● **Set task**
Copy the data precisely, keeping every character.
───── Task material ─────
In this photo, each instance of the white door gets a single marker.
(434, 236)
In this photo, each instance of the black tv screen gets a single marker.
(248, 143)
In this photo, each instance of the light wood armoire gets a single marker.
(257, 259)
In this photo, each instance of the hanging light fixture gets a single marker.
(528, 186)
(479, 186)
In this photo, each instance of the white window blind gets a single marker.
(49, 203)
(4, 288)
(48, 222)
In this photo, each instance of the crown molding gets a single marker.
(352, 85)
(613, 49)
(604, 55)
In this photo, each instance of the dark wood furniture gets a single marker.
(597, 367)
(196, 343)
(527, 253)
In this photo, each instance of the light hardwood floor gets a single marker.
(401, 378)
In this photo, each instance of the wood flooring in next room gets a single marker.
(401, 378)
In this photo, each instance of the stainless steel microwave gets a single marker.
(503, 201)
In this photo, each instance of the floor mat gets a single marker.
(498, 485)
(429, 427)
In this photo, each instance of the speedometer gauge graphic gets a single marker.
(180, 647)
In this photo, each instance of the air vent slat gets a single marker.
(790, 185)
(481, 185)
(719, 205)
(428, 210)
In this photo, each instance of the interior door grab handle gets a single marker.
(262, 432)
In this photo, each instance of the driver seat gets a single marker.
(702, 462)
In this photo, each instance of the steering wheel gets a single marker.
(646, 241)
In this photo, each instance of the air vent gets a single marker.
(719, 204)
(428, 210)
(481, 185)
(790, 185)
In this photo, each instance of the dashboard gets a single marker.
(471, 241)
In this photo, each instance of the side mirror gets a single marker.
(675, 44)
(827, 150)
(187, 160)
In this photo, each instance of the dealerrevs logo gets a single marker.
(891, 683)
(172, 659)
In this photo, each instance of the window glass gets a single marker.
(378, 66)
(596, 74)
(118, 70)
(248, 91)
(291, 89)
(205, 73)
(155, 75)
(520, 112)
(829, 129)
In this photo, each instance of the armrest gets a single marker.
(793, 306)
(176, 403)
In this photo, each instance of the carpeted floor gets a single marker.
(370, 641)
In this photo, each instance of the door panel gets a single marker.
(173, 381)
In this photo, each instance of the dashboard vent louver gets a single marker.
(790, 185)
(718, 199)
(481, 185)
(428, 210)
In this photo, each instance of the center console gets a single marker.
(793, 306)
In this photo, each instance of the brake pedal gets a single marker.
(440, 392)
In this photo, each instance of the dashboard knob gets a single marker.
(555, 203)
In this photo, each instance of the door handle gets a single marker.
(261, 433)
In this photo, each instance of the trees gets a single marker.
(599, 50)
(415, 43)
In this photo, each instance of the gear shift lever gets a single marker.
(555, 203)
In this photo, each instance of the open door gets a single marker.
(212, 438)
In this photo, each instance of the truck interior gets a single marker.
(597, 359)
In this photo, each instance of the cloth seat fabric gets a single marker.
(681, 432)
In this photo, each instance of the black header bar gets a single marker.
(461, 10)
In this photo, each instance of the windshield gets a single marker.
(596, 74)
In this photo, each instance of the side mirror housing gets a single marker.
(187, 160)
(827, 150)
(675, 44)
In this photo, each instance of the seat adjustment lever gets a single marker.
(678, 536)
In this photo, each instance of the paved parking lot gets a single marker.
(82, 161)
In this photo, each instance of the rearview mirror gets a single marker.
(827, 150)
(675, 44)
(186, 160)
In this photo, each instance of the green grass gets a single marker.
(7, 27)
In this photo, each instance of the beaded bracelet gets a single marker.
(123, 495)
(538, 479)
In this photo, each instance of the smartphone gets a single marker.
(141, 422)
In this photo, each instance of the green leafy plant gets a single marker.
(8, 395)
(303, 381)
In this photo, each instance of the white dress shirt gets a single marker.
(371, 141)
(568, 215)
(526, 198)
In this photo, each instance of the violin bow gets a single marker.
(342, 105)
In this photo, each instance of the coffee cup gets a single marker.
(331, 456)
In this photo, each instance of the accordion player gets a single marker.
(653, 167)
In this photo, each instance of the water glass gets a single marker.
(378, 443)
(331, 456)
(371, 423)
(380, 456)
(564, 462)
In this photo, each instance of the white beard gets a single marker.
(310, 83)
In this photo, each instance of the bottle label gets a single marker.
─────
● **Result of the exercise**
In this photo, each instance of the white door gets a single marker.
(434, 236)
In this photo, each instance of the black tv screen gets a single marker.
(248, 143)
In this photo, each instance of the light wood armoire gets a single marker.
(257, 259)
In this photo, each instance of the hanging light fixture gets a single marker.
(528, 186)
(479, 186)
In this photo, each instance of the white window blind gets a single marker.
(49, 203)
(4, 288)
(48, 222)
In this photo, each instance of the crown molding gets a single marker.
(352, 85)
(613, 49)
(604, 55)
In this photo, each instance of the dark wood furniture gets a single marker.
(597, 367)
(196, 343)
(527, 253)
In this photo, each instance of the light hardwood floor gets a single marker.
(401, 378)
In this photo, each instance of the wood flooring in next room gets a single marker.
(401, 378)
In this photo, each instance of the stainless steel microwave gets a single marker.
(503, 201)
In this photo, each instance of the floor mat gets a single marker.
(498, 485)
(429, 427)
In this photo, each instance of the speedometer gauge graphic gets a single marker.
(180, 647)
In this photo, each instance of the air vent slat gets a single marker.
(790, 185)
(481, 185)
(719, 205)
(428, 210)
In this photo, each instance of the interior door grab handle gets a single marker.
(262, 432)
In this photo, each instance of the driver seat gets a single marker.
(702, 462)
In this photo, each instance of the steering wheel gets a single marker.
(646, 241)
In this photo, each instance of the air vent gets a single marker.
(719, 204)
(428, 210)
(481, 185)
(790, 185)
In this photo, each instance of the dashboard gets a single marker.
(471, 241)
In this photo, each instance of the side mirror gets a single marker.
(675, 44)
(827, 150)
(187, 160)
In this photo, each instance of the dealerrevs logo gets a single marker.
(891, 683)
(172, 659)
In this photo, each instance of the window glass gets a single marker.
(378, 66)
(596, 74)
(118, 70)
(248, 91)
(291, 89)
(205, 73)
(155, 75)
(520, 112)
(829, 129)
In this photo, each instance of the armrest gets a single marker.
(793, 306)
(176, 403)
In this photo, each instance of the carpeted floor gets a single marker.
(370, 641)
In this photo, each instance of the door panel gets a single marker.
(173, 381)
In this photo, each instance of the dashboard vent louver gets a single marker.
(790, 185)
(718, 199)
(481, 185)
(428, 210)
In this photo, each instance of the center console gets a single marker.
(793, 306)
In this photo, each instance of the brake pedal gets a single marker.
(440, 392)
In this photo, each instance of the dashboard knob gets a single marker.
(555, 203)
In this photo, each instance of the door handle gets a single marker.
(261, 433)
In this photo, each instance of the trees gets a single marker.
(599, 50)
(415, 43)
In this photo, each instance of the gear shift lever gets a single marker.
(555, 203)
In this photo, each instance of the open door gets a single marker.
(212, 438)
In this photo, each instance of the truck interior gets a single marker.
(597, 359)
In this photo, each instance of the cloth seat fabric gets a single marker.
(681, 432)
In this photo, each instance of the black header bar gets a single marker.
(461, 10)
In this photo, each instance of the windshield gets a single marker.
(596, 74)
In this photo, each instance of the side mirror housing gets a single marker.
(187, 160)
(827, 150)
(675, 44)
In this photo, each instance of the seat adjustment lever gets a single marker.
(678, 536)
In this photo, each instance of the paved parking lot gets a single marker.
(82, 161)
In this photo, each instance of the rearview mirror gets a single marker.
(827, 150)
(675, 44)
(186, 160)
In this photo, each instance of the green grass gets a single marker.
(7, 27)
In this photo, each instance of the beaded bracelet gets a single marker.
(123, 495)
(538, 479)
In this photo, each instance of the smartphone gets a single marker.
(141, 422)
In this photo, each instance of the green leafy plant gets a single marker.
(8, 395)
(303, 381)
In this photo, each instance of the white dress shirt gets a single marker.
(371, 141)
(568, 215)
(526, 198)
In this photo, each instance of the violin bow gets a single marker.
(342, 105)
In this photo, each instance of the coffee cup gets a single marker.
(331, 456)
In this photo, each instance of the accordion player gets a single marker.
(653, 167)
In this photo, each instance of the water glass gets a single marker.
(378, 443)
(331, 456)
(371, 423)
(380, 456)
(564, 462)
In this photo, each instance of the white beard gets a single marker.
(310, 83)
In this photo, each instance of the bottle label gets a single marker.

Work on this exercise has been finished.